### EXERCISE INPUTS
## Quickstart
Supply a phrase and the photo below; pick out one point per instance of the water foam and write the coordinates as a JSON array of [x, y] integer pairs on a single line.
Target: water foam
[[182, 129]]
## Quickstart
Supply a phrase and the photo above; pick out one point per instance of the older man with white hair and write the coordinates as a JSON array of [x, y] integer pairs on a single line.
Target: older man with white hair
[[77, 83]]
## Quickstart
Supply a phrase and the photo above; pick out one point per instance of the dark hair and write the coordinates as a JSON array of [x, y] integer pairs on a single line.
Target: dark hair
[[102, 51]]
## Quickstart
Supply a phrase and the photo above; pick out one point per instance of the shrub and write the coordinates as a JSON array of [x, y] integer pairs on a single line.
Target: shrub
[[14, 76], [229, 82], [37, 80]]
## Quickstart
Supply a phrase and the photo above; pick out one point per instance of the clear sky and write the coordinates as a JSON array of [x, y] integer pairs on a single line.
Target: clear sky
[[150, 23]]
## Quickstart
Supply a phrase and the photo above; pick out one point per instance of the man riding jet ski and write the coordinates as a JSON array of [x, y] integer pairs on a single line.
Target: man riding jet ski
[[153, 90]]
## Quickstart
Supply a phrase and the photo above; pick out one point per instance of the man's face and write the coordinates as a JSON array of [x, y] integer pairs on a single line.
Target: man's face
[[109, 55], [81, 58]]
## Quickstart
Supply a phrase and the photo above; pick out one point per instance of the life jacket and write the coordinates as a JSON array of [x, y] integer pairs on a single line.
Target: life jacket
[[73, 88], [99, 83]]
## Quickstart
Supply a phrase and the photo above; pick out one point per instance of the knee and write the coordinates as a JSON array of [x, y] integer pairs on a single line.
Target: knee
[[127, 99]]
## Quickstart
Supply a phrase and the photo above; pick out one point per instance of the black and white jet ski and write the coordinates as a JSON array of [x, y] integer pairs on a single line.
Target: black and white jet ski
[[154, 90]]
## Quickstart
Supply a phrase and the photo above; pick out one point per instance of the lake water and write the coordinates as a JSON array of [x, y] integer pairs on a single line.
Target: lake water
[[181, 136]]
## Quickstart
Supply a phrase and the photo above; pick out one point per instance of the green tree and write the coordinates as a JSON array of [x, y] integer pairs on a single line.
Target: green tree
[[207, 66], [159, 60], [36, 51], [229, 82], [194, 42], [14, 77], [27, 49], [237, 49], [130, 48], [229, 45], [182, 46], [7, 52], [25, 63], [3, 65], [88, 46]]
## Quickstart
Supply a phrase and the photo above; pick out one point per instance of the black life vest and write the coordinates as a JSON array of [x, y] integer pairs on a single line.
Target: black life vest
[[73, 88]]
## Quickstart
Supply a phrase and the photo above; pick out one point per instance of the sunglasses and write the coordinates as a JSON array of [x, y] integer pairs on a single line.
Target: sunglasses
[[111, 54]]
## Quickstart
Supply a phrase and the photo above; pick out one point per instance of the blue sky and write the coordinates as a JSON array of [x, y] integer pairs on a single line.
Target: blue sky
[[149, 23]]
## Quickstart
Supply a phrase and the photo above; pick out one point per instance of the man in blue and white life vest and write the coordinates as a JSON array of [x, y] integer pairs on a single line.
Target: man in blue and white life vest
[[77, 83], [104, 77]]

### TASK REQUIREMENTS
All of the entries above should be written out again exactly.

### OUTPUT FOR THIS EXERCISE
## Quickstart
Supply a phrase and the photo below; pick out one point per instance of the water foam and write the coordinates as a JSON array of [x, y] integer pairs on a single line.
Target: water foam
[[182, 129]]
## Quickstart
Supply a phrase and the photo above; pick out one point per instance of the older man with white hair and write the coordinates as a JSON array of [x, y] integer pairs on a single line.
Target: older man with white hair
[[77, 83]]
## Quickstart
Supply a phrase and the photo above; pick out one point per instance of the dark hair and write the coordinates as a JSON array of [x, y] integer pairs on a single line.
Target: dark hair
[[102, 51]]
## Quickstart
Supply a phrase and the photo above; pick out one point per instance of the shrub and write the coordinates as a JSON array of [x, y] integer pairs on a single line.
Target: shrub
[[14, 76], [229, 82], [37, 80]]
## Quickstart
Supply a phrase and the photo above; pick out one point per instance of the clear sky and write the coordinates as a JSON array of [x, y] integer pairs on a single line.
Target: clear sky
[[150, 23]]
## Quickstart
Supply a phrase and the photo above; pick out one point per instance of the man riding jet ski and write the coordinates as a JSON array of [x, y] integer pairs on a single line.
Target: man riding jet ski
[[153, 90]]
## Quickstart
Supply a phrase and the photo above; pick out one point per instance of the man's face and write the coordinates as a JSON array of [x, y] integer pairs on a single line.
Target: man's face
[[109, 55], [81, 58]]
## Quickstart
Supply a phrase and the photo above; pick out one point per instance of the life jacket and write the coordinates as a JSON array of [x, y] integer pairs on a single line.
Target: life jacket
[[73, 88], [99, 83]]
## Quickstart
Supply a phrase and the photo above; pick out one point per instance of the knee and write the coordinates as a JSON array of [x, y] integer pairs on a single line.
Target: knee
[[127, 99]]
## Quickstart
Supply a phrase and the photo above; pick out one point per instance of the black and white jet ski and write the coordinates as a JSON array of [x, y] integer pairs on a single line.
Target: black and white jet ski
[[154, 90]]
## Quickstart
Supply a phrase and the photo above; pick out one point per instance of the lake water and write the coordinates as a JSON array of [x, y] integer pairs on a single line.
Target: lake water
[[181, 136]]
## Quickstart
Supply a phrase and the photo above; pick out one point per instance of the green tree and write the coordinates as a JSON array of [x, y] integer pairs on a single line.
Target: green tree
[[207, 66], [159, 60], [36, 51], [229, 82], [194, 42], [14, 77], [27, 49], [237, 49], [130, 48], [229, 45], [182, 46], [7, 52], [25, 63], [3, 65], [88, 46]]
## Quickstart
Supply a phrase and the photo above; pick out one point per instance of the black life vest and write the coordinates as a JSON array of [x, y] integer pairs on a single line.
Target: black life vest
[[73, 88]]
## Quickstart
Supply a phrase and the photo above; pick out one point per instance of the sunglasses and write the coordinates as a JSON array of [x, y] integer pairs on a single line.
Target: sunglasses
[[111, 54]]
## Quickstart
Supply a phrase and the photo above; pick out one point per instance of the blue sky and write the coordinates as a JSON array of [x, y] integer pairs on a single line.
Target: blue sky
[[149, 23]]
## Quickstart
Supply a phrase and the photo above; pick out one point per instance of the man in blue and white life vest and write the coordinates as a JSON array of [x, y] integer pairs on a single line.
Target: man in blue and white life vest
[[77, 83], [104, 77]]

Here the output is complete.